Vorliegender Textauszug:
-.-.-

IPS-Inter Press Service Deutschland GmbH
IPS-Tagesdienst vom 23. Januar 2015

Medien: 'An Satire gibt es an sich nichts auszusetzen, wohl aber an verbaler Gewalt'

von Johan Galtung



Johan Galtung ist Professor für Friedensforschung, Rektor der TRANSCEND-Friedensuniversität und Autor von mehr als 150 Büchern zu Frieden und relevanten Themen. Im folgenden Kommentar setzt er sich mit dem westlichen Konzept der Meinungsfreiheit auseinander und warnt davor, sie durch verbale Gewalt auszuhöhlen.


Kuala Lumpur, 23. Januar (IPS) - Was sich in Paris am 7. Januar zugetragen hat und niemandem auf der Welt verborgen blieb, ist vollkommen inakzeptabel und unentschuldbar. Ebenso unentschuldbar wie der Anschlag vom 11. September, der sich anschließende Gegenschlag des Westens und der islamistische Terror.

Ebenso unentschuldbar wie die westlichen Umsturzversuche und die massive Gewalt in muslimischen Staaten seit 1953, als es im Iran [infolge eines von den USA unterstützten Putsches gegen den iranischen Premierminister Mohammad Mosaddeq] zu Massakern an Menschen kam, die ebenfalls eine Persönlichkeit und Identität besaßen wie die ermordeten französischen Karikaturisten. Für den Westen sind diese Menschen noch nicht einmal Zahlen, sondern 'Militärgeheimnisse'.

Das Unannehmbare ist aber nicht unerklärlich.

Um Auswege aus dieser traurigen Geschichte westlich-islamischer Gewalt zu finden, ist es wichtig, den zugrunde liegenden Konflikt zu identifizieren und nach Lösungen zu suchen. Ich frage mich, wie viele Menschen, die derzeit über Paris schwadronieren - einer Stadt, die in unser aller Herzen einen besonderen Platz einnimmt -, sich wohl die Mühe machen, sich mit einem angeblichen Al-Kaida-Sympathisanten zusammenzusetzen, um ihn zu fragen: "Wie müsste die Welt aussehen, in der du gerne leben würdest?"

Auf diese Frage hat man mir immer die gleiche Antwort gegeben: "In einer Welt, die nicht länger auf dem Islam herumtrampelt, sondern ihn respektiert." Der Wort 'herumtrampeln' deutet per se schon auf einen Akt physischer Gewalt hin. Es gibt Formen der Gewalt, die darauf abzielen, zu verletzen: die körperliche Gewalt, die mit Muskeln, Waffen und Armeen ausgeübt wird, und die verbale Gewalt, die mit Worten, Symbolen und zum Beispiel mit Cartoons zugefügt wird.

-.-.-

Vorliegende Zeilen:

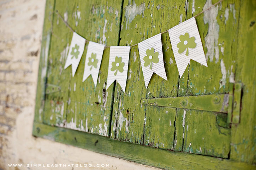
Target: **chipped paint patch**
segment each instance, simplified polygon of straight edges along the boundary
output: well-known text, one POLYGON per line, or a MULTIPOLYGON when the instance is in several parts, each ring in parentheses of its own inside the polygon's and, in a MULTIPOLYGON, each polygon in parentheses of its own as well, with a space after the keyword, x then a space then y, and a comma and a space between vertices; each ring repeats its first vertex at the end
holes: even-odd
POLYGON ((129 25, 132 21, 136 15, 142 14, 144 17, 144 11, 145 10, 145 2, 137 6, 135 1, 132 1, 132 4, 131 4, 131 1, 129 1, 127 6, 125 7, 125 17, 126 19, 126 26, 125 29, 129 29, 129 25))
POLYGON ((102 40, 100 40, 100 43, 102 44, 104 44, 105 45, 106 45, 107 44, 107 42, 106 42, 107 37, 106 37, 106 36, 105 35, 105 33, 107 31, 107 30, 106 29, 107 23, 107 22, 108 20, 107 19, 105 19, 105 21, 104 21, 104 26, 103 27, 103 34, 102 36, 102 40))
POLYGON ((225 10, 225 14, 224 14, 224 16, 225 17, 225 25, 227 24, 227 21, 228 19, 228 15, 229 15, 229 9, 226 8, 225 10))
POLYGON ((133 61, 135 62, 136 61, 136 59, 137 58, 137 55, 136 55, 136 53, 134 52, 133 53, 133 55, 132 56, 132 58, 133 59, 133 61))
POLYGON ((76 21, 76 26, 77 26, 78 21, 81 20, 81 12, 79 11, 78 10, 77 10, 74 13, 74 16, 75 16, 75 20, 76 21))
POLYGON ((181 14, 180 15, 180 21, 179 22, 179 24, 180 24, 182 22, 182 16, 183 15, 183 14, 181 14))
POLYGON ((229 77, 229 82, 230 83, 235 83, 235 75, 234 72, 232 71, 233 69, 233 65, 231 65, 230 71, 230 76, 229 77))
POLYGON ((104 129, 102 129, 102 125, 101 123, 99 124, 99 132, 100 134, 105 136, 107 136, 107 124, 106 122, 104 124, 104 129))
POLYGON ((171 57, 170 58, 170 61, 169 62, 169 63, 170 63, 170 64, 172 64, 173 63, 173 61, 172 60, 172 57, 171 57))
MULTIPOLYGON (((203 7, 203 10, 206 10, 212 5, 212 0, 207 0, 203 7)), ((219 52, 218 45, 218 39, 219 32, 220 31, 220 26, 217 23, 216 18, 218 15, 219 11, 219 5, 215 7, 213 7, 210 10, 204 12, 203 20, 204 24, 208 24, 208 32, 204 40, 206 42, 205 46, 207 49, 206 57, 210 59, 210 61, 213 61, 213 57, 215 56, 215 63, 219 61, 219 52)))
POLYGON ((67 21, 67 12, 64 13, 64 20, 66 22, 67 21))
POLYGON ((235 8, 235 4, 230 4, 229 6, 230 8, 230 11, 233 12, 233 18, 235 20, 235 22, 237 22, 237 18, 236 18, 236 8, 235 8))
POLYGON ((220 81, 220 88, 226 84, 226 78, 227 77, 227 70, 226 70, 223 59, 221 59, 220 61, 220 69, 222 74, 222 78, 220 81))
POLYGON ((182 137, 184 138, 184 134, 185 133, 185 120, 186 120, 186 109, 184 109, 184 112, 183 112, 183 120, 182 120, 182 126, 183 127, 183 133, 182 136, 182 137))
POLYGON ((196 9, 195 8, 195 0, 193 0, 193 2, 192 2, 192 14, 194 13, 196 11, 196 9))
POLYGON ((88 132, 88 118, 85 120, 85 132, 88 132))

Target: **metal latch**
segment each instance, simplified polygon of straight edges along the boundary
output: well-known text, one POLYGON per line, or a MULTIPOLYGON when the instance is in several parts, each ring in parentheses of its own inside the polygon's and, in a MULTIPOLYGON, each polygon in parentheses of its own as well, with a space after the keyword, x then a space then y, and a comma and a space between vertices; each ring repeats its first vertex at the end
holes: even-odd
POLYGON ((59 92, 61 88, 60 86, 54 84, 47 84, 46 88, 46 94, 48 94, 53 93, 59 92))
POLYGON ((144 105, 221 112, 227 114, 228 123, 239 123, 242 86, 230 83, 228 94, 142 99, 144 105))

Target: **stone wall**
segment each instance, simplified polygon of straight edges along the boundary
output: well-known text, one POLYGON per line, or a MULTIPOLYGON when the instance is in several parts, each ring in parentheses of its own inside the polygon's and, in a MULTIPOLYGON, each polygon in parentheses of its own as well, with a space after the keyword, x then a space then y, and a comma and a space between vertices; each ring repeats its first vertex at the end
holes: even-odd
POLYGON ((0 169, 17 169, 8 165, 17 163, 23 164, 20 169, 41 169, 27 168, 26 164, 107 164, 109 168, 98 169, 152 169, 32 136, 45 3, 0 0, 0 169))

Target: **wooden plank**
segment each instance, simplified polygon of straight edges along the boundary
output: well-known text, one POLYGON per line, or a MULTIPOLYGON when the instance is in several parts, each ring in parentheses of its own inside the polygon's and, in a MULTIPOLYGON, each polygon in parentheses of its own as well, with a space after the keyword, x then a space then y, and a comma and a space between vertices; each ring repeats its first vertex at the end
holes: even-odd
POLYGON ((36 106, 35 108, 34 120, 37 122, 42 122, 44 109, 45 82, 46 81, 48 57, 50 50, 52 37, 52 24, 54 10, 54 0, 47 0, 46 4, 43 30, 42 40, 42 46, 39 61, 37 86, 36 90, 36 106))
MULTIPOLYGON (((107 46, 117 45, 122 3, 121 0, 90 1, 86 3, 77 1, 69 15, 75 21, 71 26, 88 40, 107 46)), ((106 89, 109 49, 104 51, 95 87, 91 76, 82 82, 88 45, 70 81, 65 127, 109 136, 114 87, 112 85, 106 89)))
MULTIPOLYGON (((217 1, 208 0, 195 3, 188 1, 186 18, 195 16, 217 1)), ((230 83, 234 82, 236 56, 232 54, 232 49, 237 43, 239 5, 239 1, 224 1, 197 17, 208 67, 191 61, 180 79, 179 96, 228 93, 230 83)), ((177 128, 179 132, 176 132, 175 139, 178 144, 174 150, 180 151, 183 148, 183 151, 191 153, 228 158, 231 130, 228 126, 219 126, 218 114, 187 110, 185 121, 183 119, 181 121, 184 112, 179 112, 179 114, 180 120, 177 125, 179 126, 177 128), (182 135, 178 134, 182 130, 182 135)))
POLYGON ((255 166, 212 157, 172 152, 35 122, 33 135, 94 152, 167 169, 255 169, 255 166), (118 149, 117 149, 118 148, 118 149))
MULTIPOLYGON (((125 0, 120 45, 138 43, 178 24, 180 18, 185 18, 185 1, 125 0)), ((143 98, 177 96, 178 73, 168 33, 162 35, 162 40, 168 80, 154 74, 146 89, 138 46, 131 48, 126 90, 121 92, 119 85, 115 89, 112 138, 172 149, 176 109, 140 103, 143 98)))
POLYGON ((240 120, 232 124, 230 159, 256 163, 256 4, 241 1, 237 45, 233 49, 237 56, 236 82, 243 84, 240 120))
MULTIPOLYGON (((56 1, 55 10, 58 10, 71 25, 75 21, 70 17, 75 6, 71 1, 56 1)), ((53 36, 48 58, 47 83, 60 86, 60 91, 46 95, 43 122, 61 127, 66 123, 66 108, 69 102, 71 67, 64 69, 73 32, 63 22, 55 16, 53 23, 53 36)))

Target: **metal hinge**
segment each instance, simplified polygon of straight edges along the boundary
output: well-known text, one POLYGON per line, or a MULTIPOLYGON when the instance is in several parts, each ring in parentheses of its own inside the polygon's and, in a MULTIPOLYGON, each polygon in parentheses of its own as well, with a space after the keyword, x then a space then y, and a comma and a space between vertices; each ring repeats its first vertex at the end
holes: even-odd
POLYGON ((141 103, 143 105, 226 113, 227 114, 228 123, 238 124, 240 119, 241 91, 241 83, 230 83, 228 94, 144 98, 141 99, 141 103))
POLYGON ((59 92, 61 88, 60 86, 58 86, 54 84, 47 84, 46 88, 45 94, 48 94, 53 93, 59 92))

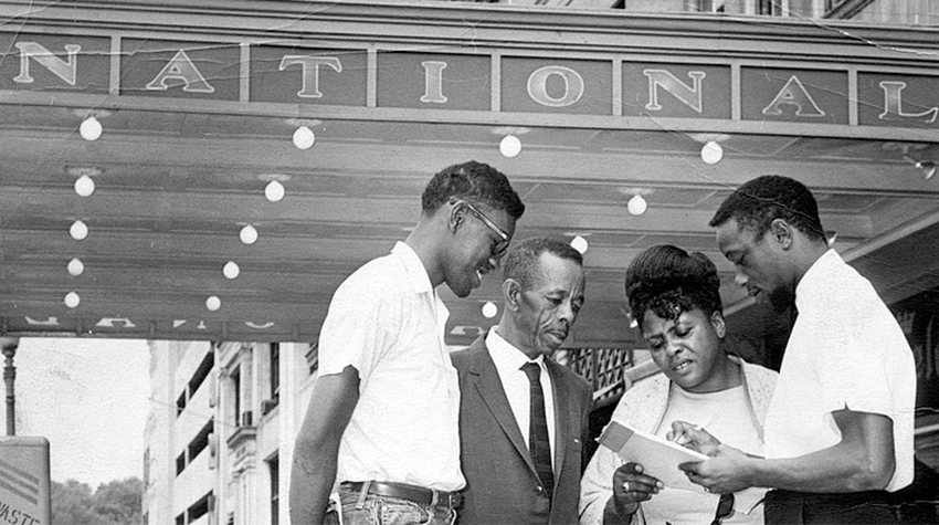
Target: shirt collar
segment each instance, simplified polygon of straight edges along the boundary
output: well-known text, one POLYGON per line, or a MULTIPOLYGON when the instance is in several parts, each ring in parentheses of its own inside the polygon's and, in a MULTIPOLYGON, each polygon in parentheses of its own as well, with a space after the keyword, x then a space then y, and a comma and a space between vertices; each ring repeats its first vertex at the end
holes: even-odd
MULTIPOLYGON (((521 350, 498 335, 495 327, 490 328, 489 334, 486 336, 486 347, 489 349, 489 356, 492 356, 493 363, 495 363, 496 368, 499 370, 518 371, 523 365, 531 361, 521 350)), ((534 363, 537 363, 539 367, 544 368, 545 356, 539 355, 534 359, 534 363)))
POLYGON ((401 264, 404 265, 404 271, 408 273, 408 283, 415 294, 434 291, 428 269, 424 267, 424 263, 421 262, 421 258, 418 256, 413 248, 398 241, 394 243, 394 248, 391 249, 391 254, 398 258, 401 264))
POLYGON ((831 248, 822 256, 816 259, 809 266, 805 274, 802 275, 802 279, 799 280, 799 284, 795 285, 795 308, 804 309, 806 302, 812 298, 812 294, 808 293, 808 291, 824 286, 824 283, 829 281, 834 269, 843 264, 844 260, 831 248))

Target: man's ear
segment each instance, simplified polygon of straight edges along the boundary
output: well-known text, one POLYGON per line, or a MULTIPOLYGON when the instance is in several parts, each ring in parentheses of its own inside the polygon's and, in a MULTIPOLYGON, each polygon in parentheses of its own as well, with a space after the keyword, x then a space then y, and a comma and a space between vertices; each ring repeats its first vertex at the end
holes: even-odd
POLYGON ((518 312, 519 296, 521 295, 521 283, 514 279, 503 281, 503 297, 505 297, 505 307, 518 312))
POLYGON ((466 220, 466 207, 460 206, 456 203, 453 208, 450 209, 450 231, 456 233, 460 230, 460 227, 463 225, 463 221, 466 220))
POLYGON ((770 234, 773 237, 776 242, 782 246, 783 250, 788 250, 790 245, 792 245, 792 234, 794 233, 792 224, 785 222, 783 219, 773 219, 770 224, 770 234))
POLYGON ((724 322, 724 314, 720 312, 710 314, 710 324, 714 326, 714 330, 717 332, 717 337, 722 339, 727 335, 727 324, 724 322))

-.-.-

Aufgabe 1: Geben Sie aus dem Kommentar zur Satire den Abschnitt von „IPS-Inter Press Service“ bis einschließlich „verbale Gewalt auszuhöhlen.“ wortgetreu wieder.
Aufgabe 2: Womit wird laut dem Kommentar zur Satire verbale Gewalt zugefügt?
Aufgabe 3: Führen Sie den Kommentar zur Satire im Anschluss an seinen letzten Satz weiter.

Antwort 1:
IPS-Inter Press Service Deutschland GmbH
IPS-Tagesdienst vom 23. Januar 2015

Medien: 'An Satire gibt es an sich nichts auszusetzen, wohl aber an verbaler Gewalt'

von Johan Galtung



Johan Galtung ist Professor für Friedensforschung, Rektor der TRANSCEND-Friedensuniversität und Autor von mehr als 150 Büchern zu Frieden und relevanten Themen. Im folgenden Kommentar setzt er sich mit dem westlichen Konzept der Meinungsfreiheit auseinander und warnt davor, sie durch verbale Gewalt auszuhöhlen.

Antwort 2: Mit Worten, Symbolen und zum Beispiel mit Cartoons.

Antwort 3:
Die Einfältigkeit, die hinter dem Vorwurf an die Adresse der Geheimpolizei steckt, die Brüder [und Attentäter Chérif und Said Kouachi] nicht rechtzeitig enttarnt zu haben, schreit zum Himmel. Was 'Charlie Hebdo' zugestoßen ist, war so vorhersehbar wie die Reaktion auf den Cartoon im 'Jyllands-Posten', dessen Kulturredakteur sich dazu berufen fühlte, die dänischen Medien von der Selbstzensur zu befreien, die er bei sowjetischen Journalisten beobachtet hatte.

Eine Sache ist die politische Auseinandersetzung mit und in der ehemaligen UdSSR, eine ganz andere jedoch der bedrohliche Messerstich ins Mark menschlicher Lebensgrundlagen. Sich über das spirituelle Lebensverständnis von Menschen lustig zu machen, wie von Charlie Hebdo weltweit betrieben, ist eine Form der verbalen Gewalt, die ihrerseits Reaktionen hervorrufen kann.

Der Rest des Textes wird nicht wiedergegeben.